Written exercise >> Repeat exactly the lines from the line containing "marking in the photo above." to the last line of the listing, including both.

Task inputs >>

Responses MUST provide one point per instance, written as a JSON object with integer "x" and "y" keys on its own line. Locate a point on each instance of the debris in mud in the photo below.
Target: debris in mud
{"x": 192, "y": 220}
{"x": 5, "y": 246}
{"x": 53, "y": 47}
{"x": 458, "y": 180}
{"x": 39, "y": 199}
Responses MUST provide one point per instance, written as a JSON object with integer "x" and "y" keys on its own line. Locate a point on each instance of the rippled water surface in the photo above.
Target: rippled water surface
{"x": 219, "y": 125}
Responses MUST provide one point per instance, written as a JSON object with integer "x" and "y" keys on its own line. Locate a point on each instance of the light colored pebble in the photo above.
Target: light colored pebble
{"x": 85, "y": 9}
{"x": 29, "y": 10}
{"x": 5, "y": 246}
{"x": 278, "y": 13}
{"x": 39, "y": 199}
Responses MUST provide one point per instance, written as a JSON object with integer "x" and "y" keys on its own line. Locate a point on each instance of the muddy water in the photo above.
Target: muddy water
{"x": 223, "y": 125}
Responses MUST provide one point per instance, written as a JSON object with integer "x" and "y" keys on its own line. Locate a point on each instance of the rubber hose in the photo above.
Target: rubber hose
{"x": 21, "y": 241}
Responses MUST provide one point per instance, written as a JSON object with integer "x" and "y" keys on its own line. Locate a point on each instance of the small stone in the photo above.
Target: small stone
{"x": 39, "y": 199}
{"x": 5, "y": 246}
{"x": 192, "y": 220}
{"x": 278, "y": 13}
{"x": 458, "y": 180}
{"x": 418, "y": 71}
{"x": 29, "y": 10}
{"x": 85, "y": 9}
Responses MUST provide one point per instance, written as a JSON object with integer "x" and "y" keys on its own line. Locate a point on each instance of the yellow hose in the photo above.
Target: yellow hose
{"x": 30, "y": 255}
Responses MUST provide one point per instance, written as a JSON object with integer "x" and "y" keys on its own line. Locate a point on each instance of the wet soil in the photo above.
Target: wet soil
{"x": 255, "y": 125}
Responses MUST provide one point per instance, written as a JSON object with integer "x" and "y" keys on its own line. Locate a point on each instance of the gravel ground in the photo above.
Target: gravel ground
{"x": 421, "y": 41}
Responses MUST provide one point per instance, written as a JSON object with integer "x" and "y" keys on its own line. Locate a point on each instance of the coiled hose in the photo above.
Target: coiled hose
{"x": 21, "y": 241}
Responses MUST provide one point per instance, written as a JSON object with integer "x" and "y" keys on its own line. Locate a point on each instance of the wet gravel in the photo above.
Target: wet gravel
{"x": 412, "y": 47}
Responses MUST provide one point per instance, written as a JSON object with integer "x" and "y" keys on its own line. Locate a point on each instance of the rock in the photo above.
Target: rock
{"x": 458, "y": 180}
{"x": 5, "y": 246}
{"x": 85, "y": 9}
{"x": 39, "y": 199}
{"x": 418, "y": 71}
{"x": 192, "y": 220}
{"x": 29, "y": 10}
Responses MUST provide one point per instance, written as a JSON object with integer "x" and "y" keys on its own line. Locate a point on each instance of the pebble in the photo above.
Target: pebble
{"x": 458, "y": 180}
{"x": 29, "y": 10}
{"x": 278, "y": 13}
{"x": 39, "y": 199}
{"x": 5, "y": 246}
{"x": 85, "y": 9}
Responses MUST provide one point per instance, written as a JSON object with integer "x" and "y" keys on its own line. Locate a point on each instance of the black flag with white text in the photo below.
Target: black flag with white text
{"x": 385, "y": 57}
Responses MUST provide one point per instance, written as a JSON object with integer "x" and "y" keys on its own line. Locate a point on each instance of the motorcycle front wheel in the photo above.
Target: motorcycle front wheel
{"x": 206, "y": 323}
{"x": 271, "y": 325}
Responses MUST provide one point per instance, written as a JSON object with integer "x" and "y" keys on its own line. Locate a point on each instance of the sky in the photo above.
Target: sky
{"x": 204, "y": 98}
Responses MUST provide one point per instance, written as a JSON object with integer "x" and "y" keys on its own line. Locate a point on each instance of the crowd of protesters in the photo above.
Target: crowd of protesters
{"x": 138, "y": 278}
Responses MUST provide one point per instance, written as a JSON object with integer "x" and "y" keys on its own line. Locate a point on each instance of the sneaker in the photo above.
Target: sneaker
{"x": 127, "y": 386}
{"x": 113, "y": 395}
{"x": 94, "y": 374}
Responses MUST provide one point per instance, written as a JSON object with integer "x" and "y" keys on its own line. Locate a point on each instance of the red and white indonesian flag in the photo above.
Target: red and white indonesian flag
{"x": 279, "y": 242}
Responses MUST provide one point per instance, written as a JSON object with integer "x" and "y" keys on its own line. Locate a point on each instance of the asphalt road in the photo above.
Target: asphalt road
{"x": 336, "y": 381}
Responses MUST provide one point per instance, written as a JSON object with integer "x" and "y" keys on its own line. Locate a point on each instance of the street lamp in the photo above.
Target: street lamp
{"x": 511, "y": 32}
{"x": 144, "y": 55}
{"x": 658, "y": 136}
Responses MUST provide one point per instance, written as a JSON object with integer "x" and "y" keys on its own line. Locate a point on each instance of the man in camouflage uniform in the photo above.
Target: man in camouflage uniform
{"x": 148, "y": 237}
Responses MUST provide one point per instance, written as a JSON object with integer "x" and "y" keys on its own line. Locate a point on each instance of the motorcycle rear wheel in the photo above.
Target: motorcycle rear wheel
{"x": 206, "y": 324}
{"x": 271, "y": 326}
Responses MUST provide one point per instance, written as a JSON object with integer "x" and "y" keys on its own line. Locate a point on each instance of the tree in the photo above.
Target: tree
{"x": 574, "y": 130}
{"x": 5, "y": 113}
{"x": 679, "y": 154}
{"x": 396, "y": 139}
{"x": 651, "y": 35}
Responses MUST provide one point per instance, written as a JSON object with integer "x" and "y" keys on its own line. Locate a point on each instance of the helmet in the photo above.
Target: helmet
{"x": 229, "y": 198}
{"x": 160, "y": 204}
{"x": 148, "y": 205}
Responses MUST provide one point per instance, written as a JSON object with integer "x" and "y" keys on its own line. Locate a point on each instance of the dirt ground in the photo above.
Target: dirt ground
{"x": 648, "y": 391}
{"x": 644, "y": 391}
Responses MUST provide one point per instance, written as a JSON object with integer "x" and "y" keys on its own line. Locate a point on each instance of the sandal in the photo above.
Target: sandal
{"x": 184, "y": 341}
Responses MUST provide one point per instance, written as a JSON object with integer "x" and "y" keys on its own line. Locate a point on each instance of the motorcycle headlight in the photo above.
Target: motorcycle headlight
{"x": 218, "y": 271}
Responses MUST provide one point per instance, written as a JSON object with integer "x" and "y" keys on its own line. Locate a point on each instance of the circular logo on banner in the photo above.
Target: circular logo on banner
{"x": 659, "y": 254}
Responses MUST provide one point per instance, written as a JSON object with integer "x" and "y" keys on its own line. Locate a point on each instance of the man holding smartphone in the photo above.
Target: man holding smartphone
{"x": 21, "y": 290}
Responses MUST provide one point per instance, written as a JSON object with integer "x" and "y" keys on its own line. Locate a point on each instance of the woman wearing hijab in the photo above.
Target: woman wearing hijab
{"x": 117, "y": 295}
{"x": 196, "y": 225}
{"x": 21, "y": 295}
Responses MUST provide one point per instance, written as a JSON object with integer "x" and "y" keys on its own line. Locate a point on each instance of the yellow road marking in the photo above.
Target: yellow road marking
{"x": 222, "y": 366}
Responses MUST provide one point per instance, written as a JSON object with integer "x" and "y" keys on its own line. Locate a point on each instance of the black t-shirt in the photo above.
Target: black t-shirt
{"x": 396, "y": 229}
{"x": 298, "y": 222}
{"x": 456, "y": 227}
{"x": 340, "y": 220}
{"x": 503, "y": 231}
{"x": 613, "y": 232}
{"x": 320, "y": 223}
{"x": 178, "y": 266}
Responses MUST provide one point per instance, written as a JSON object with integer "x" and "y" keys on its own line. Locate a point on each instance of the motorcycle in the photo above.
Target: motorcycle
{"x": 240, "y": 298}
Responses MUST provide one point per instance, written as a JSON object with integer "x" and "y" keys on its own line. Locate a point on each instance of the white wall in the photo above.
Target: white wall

Expected output >>
Responses MUST provide one point per instance, written as a JSON object with integer "x" and "y" keys on its own line. Locate a point on each instance of the yellow road marking in the photo above.
Target: yellow road marking
{"x": 222, "y": 366}
Responses MUST provide one point per instance, written as a JSON object with integer "x" and "y" keys on its own line. Locate a point on each instance of the black t-shirt in the photo above.
Target: black t-shirt
{"x": 396, "y": 229}
{"x": 298, "y": 222}
{"x": 456, "y": 227}
{"x": 340, "y": 220}
{"x": 503, "y": 231}
{"x": 613, "y": 232}
{"x": 320, "y": 223}
{"x": 178, "y": 266}
Responses MUST provide one point per instance, written as a JSON object with integer "x" and "y" keys on its own line. Locate a point on each instance of the motorcycle in the photo above.
Target: motorcycle
{"x": 240, "y": 298}
Responses MUST provide one point per instance, written as a JSON object with integer "x" and "y" keys on its own line. Locate a point on each instance of the white wall in the photo above.
Target: white wall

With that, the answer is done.